■ RECORD EXCERPTS:

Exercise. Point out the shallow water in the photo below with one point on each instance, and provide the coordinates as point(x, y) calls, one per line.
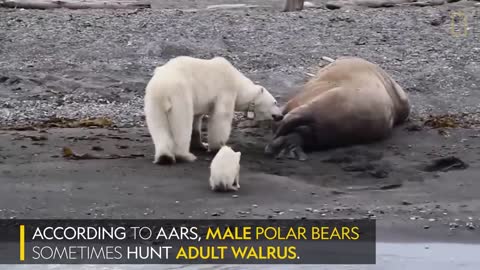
point(390, 256)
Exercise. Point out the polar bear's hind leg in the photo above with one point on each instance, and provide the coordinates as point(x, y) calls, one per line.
point(196, 140)
point(220, 125)
point(159, 129)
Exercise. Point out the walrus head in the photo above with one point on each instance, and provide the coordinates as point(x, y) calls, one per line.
point(265, 106)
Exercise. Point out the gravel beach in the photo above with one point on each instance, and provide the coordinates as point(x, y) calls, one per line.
point(79, 64)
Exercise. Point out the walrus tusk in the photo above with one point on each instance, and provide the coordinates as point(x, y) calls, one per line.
point(328, 59)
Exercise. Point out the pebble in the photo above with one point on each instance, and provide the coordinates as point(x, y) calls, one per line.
point(470, 226)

■ TASK DESCRIPTION: Copy every entry above word for word, leaving out the picture.

■ TASK OUTPUT:
Exercise. Point out the shallow water in the photo below with one point on each instance, and provide the coordinates as point(x, y) calls, one per line.
point(390, 256)
Exercise. Point out the polar bear's hind leg in the photo above with one point on each instance, and provide the coordinates as point(x, y) calls, one per line.
point(196, 140)
point(220, 125)
point(159, 129)
Exercise. Point out the walrus head in the photo above with one point on each instance, and provide the coordinates as point(x, y) calls, one per line.
point(265, 106)
Exercise. Point out the gravel beach in the photo above with one point on each instance, and provide the coordinates as point(x, y) calls, one per line.
point(79, 64)
Exercise. Point out the walrus tusk in the photo above with one point on each instance, and provide the coordinates as point(x, y) calls, one per line.
point(328, 59)
Exercise. Point out the pebble in the photo above with one point on each instance, and provide the coordinates as point(x, y) calls, one per line.
point(470, 226)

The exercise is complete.